Compito assegnato A:
Nell'articolo sul Salone del libro, quale paese è indicato come ospite?
Compito assegnato B:
Riproduci l'articolo sul Salone del libro tale e quale, partendo da "Cibo italiano, tanto" e proseguendo fino a "donne da mangiare?).".

Brano estratto:
Il Salone del libro. Per chi l’ha visto e per chi non c’era

Paolo Nori e Il repertorio dei matti

Non fai in tempo a farti controllare il biglietto che ti mettono in mano una focaccella del Mulino bianco. È il segno. All’ingresso del padiglione 1 il visitatore è accolto dall’installazione tratta dal manifesto del Salone 2015: un giovane Goethe semisdraiato , in primo piano altre figure che suggeriscono l’idea di un set cinematografico: un regista, un operatore, una costumista. E poi l’effetto straniante di un cameriere con le maniche rimboccate, che spinge un carrello ricolmo di cibo. Subito dietro, enorme, fuori scala, un’utilitaria azzurra (di marca torinese, va da sé). Goethe sembra guardare distrattamente alle rovine che si intravvedono sullo sfondo. Le meraviglie d’Italia, il tema del Salone di quest’anno. La Germania, il paese ospite. La suggestione: l’Italia del Grand Tour, l’Italia vista con gli occhi dei viaggiatori cosmopoliti che, come scrive Cesare de Seta nel suo L’Italia nello specchio del Grand Tour, costruisce la sua identità culturale prima ancora di quella nazionale. Ma quale Italia?

Cibo italiano, tanto cibo, tanti libri di cibo. Effetto Expo, probabilmente. Cibo cucinato nell’ampio e sempre affollato spazio Cookbook, cibo pubblicizzato, cibo elaborato e cotto con gli strumenti degli sponsor. Autori di libri (libri?) di cucina. Chef braccati dai cacciatori di autografi. Pasticcieri all’opera in diretta nello spazio Rai. Spazio Rai nel quale campeggiano abiti che, riecheggiando Arcimboldo, sono costituiti da alimenti: ed ecco il vestito di insalata, e quello fatto di pasta (per donne da mangiare?).

Brano di origine:
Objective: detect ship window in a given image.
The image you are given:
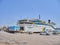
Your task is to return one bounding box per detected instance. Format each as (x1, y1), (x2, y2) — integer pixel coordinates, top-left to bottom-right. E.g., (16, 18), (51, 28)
(20, 27), (24, 30)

Risposta scritta A:
La Germania.

Risposta scritta B:
Cibo italiano, tanto cibo, tanti libri di cibo. Effetto Expo, probabilmente. Cibo cucinato nell’ampio e sempre affollato spazio Cookbook, cibo pubblicizzato, cibo elaborato e cotto con gli strumenti degli sponsor. Autori di libri (libri?) di cucina. Chef braccati dai cacciatori di autografi. Pasticcieri all’opera in diretta nello spazio Rai. Spazio Rai nel quale campeggiano abiti che, riecheggiando Arcimboldo, sono costituiti da alimenti: ed ecco il vestito di insalata, e quello fatto di pasta (per donne da mangiare?).